● Text passage:
● ● ● ● ● ● ●

Golf Gurus: Advice for Business

Women Golfers, Too

Talking the Talk

Tee Time Transfer

Corrections or additions?

Published in U.S. 1 Newspaper on July 19, 2000. All rights

reserved.

The PGA’s Biggest Green

If you thought Princeton was star-struck when the

Einstein movie, "I.Q.," came to town a few years ago, what

do you make of the hoopla surrounding the arrival of the senior PGA

stars for the Instinet Classic tournament at Jasna Polana.

Retailers are moving their golf togs front and center, newspapers

are rolling out "special" sections, hotels are packed with

visitors, and businesses are inviting special clients to corporate

receptions and outings connected with the tournament.

The lesson is that after the 18th green comes the 19th hole, and after

that comes the real green: a special relationship between the game

of golf and the corporate world that continues to grow. As veteran

Trenton Times sports columnist Harvey Yavener points out, even the

Senior PGA tour, consisting of golfers 50 and older, draws record

crowds and increasingly lucrative purses.

And at the Instinet fans will be able to see in person one of the

men most responsible for the emergence of golf as the Corporate Game:

Arnold Palmer. At Jasna Polana the 70-year-old Palmer will be playing

in his 1,000th professional event, dating back to the late 1950s when

he rose to the top of the professional ranks and was discovered by

one of the first and still one of the most influential sports

marketers,

Cleveland attorney Mark McCormick. Long before Michael Jordan,

McCormick

figured out how to turn a professional athlete into a national brand,

and he began with golfers, specifically Palmer and Jack Nicklaus.

The lesson of Palmer and Nicklaus was never lost on Princeton book

producer John Montelone, founder of Mountain Lion, longtime

book packagers and literary agents, located at Research Park. As

Monteleone

notes, being a good or even great golfer is not enough to forge a

profitable enterprise off the course. Agents or book packagers want

to see some staying power. They don’t want to invest time and money

in the publishing equivalent of a one-night stand, says Monteleone.

And you need more than one good idea to interest a publisher; you

need three ideas. They want to "build a brand around you,"

Monteleone says.

In addition to looking for experts that can do more than one book,

Monteleone also hopes to find someone "who would see himself as

the product," he says. A writer has branded himself well when

his name take priority. "A good example is our latest book by

golf pro Hank Haney, and Hank Haney’s name is three or four times

larger than the title of the book on the cover," says Monteleone.

Monteleone’s specialty is golf, an ever-popular subject

because 2 million of the nation’s 26 million golfers are new to the

sport every year, and the group as a whole boasts sparkling

demographics.

But among his general title packaging jobs are a young adults’ sports

encyclopedia for Grolier, and "Speaking Freely," a heavy

reference

tome on the derivation and social history of words (Oxford, 1997,

470 pages, $39.95).

And the lesson of golf can be applied to other fields, as well.

● ● ● ● ● ● ●

● Records:
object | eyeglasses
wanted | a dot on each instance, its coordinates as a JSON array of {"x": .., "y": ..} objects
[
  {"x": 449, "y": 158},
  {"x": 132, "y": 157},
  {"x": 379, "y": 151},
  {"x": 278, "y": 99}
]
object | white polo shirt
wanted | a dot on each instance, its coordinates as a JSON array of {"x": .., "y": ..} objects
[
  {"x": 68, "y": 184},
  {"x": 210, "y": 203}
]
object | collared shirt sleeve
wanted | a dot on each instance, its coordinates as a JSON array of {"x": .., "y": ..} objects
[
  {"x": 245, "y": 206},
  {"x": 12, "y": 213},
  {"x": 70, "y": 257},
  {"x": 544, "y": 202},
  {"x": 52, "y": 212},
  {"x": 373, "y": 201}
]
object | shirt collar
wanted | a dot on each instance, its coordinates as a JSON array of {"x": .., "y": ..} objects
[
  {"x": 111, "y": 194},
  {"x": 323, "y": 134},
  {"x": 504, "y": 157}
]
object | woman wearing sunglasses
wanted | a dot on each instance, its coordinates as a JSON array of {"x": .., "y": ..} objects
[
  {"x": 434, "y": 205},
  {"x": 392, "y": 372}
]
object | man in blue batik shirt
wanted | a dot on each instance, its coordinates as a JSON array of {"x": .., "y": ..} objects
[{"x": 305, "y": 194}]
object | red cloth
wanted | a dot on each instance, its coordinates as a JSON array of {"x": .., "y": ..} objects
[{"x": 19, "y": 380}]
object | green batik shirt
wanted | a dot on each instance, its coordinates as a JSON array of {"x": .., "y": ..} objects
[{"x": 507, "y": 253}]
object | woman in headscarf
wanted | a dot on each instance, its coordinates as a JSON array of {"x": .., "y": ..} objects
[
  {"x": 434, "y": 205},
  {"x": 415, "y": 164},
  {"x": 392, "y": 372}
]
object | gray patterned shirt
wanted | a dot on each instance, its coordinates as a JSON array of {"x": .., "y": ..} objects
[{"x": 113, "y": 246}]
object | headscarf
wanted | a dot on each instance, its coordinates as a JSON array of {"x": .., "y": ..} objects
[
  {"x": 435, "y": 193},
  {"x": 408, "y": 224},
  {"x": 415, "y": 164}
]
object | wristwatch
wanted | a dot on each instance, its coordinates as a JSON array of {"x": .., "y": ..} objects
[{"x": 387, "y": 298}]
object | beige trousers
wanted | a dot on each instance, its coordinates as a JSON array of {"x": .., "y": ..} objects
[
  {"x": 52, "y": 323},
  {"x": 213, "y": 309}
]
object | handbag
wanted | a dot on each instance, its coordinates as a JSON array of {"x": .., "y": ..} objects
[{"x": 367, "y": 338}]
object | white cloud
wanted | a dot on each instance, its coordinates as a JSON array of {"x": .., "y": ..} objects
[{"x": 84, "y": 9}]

● ● ● ● ● ● ●

● What you need to do:
(1) Summarize the article on golf and business in two sentences.
(2) According to the article on golf and business, how many of the nation's golfers are new to the sport every year?
(3) Write the next part of the article on golf and business, starting after its final sentence.

● Answers to the exercise:
(1) The arrival of senior PGA stars for the Instinet Classic at Jasna Polana has set off a wave of excitement and corporate activity, reflecting a growing relationship between golf and the business world, and Arnold Palmer will play his 1,000th professional event there. Princeton book producer John Monteleone, whose specialty is golf, says publishers want experts with staying power and more than one idea so they can build a brand around them.

(2) 2 million of the nation's 26 million golfers.

(3)
"We’ve

watched a growing phenomena permeate the self-help sector of book

publishing — the rise and dominance of gurus, from all

professions,

as authors," says Monteleone. Even Tom Peters, the hotshot

business

consultant who launched a guru career seven years ago with "In

Search of Excellence" is trumpeting this in another new book.

He calls it "building the brand called YOU."

Monteleone grew up in Hopewell, where his father owned the gas

station that was filmed in the movie IQ. A standout athlete at Seton

Hall, Class of 1964, he played minor league baseball for three years

for the Yankees and the Senators. After baseball he earned his

master’s

degree in journalism from Columbia, and spent the next dozen years

writing sports books on contract and doing book packaging at a time

when packagers were more rare than they are now. He founded his own

firm in 1983, and it has packaged books on most of the major sports,

some general reference works, and some children’s books.

"As book packagers we think of an idea, put together the writers

and the creative people to do it, sell it as a package to the

publisher,

and share ownership," says Monteleone.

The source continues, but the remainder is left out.